- [WORK TO BE COMPLETED]: Tally the lines in the data below in which the word "sidewalk" occurs, then give only the total.

* * * * * * * * *

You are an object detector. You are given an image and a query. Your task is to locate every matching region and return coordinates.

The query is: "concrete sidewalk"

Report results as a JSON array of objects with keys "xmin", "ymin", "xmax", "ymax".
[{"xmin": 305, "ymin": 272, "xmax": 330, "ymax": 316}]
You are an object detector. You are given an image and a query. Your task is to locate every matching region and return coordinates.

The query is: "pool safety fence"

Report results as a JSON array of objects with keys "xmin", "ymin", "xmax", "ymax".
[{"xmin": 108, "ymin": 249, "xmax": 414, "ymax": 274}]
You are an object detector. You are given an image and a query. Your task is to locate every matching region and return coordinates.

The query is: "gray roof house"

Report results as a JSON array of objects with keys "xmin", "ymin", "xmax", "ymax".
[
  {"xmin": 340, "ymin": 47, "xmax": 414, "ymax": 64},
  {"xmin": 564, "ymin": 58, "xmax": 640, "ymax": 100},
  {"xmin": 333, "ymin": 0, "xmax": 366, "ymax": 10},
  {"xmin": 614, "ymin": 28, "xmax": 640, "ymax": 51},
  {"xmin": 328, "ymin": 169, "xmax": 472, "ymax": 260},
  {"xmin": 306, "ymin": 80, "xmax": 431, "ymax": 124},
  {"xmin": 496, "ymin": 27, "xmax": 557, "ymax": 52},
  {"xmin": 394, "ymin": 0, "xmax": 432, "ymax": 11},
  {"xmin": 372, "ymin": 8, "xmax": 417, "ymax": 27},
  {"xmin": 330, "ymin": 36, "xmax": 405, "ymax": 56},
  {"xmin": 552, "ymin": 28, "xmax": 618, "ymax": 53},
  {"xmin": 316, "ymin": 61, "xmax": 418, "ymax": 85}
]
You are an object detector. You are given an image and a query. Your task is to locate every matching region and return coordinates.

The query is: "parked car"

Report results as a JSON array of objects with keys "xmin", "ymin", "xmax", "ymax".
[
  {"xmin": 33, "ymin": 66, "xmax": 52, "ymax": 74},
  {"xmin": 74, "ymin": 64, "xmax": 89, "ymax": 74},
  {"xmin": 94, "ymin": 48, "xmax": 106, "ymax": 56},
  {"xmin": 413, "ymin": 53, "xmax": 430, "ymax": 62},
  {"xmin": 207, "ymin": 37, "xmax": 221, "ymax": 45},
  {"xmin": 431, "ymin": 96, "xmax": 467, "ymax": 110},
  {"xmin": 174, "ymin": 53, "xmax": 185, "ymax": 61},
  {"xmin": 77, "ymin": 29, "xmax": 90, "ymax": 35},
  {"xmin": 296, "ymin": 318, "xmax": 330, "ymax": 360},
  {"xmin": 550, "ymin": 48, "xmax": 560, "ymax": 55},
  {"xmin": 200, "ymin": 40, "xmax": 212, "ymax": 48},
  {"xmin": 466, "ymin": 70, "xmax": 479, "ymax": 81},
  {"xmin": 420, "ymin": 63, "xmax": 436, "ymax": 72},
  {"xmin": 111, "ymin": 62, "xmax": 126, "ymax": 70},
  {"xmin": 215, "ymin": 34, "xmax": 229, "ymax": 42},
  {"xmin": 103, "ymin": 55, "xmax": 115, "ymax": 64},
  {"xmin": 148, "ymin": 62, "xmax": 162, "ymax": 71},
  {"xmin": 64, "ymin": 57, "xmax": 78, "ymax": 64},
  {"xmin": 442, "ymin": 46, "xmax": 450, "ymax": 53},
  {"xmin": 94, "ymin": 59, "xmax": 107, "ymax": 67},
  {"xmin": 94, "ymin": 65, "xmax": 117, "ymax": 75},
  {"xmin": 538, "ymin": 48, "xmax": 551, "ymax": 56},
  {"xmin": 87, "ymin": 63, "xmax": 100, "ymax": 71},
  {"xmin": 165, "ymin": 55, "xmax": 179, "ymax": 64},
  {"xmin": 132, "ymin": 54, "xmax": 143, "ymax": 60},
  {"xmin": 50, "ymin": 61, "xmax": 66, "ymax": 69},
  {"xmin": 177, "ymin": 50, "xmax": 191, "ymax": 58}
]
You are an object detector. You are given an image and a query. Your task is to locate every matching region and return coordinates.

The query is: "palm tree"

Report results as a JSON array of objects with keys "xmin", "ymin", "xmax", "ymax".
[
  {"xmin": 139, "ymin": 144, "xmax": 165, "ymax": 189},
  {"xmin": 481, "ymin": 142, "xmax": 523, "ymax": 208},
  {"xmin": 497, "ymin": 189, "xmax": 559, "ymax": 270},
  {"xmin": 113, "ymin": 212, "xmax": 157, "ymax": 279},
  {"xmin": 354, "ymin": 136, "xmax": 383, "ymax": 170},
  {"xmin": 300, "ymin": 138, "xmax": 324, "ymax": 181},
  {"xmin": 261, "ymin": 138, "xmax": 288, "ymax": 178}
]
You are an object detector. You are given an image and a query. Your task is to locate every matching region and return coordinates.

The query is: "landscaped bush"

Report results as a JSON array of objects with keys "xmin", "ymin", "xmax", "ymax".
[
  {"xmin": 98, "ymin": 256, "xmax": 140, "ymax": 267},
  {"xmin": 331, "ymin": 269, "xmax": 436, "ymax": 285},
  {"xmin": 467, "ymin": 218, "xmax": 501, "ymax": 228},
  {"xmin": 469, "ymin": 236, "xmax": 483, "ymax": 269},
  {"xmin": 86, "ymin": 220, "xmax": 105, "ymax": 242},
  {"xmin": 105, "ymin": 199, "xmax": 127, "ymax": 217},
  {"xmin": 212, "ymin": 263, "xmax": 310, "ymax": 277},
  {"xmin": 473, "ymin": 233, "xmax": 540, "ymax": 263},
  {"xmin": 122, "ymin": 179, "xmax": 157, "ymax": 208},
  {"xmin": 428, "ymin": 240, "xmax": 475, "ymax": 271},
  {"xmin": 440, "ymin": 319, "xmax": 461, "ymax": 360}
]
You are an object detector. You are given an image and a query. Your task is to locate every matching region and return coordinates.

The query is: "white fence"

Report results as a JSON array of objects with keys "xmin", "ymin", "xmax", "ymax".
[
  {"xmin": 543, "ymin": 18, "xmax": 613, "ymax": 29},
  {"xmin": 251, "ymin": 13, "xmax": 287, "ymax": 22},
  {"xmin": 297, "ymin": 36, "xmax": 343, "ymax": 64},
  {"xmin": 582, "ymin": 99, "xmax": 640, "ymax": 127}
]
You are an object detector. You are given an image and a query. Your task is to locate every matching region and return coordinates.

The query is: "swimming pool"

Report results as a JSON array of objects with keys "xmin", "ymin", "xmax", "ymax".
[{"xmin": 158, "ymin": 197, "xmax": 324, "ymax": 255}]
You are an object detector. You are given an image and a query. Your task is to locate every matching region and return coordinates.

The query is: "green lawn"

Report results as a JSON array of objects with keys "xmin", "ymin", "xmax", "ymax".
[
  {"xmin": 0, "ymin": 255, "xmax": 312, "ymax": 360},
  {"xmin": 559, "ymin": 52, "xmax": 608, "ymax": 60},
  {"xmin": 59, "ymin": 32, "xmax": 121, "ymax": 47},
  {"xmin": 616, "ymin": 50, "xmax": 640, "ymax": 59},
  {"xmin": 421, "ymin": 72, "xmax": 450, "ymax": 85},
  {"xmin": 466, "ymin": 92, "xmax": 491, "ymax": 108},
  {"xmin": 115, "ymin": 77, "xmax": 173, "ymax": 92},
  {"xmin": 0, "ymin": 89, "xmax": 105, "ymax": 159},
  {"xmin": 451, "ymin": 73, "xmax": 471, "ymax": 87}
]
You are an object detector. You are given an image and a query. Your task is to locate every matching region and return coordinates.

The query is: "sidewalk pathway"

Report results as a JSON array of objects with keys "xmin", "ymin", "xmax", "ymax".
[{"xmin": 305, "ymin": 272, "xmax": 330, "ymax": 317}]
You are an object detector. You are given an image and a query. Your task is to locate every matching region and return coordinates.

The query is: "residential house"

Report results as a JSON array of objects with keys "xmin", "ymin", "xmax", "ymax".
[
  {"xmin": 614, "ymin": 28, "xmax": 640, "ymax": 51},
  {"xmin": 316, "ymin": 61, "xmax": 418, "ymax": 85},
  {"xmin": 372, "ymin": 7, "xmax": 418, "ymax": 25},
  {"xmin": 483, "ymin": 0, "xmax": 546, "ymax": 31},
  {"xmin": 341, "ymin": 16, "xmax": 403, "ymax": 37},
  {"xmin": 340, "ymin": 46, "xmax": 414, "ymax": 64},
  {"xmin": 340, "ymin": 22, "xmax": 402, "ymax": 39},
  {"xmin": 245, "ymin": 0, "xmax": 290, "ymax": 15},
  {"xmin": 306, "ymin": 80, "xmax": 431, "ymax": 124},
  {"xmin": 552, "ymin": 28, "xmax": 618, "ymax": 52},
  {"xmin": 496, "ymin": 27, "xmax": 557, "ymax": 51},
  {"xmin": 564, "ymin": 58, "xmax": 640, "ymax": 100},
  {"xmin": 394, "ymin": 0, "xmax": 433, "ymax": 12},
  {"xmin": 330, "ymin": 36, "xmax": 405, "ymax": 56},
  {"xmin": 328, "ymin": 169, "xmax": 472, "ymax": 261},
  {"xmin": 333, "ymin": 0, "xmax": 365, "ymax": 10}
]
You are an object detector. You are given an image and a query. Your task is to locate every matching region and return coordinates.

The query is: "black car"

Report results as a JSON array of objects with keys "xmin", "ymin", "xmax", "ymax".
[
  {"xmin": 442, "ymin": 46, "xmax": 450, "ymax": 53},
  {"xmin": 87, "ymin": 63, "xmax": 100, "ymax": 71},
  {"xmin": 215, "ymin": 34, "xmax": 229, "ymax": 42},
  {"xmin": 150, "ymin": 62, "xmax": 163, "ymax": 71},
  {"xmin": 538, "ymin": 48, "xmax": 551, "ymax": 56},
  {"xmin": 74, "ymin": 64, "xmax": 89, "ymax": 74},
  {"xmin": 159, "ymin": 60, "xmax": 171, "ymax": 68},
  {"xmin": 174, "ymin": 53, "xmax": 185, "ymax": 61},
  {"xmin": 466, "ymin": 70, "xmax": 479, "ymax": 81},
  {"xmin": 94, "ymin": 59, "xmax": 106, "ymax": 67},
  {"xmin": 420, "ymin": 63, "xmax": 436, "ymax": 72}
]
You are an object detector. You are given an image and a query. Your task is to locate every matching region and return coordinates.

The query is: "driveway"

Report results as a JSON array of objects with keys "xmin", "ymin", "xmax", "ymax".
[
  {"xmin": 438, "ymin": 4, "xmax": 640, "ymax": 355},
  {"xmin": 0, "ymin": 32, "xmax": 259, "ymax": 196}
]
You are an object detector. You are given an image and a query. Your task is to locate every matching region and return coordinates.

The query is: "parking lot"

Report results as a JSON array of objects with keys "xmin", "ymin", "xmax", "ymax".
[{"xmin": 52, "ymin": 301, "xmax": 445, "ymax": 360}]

* * * * * * * * *

- [TASK OUTPUT]: 2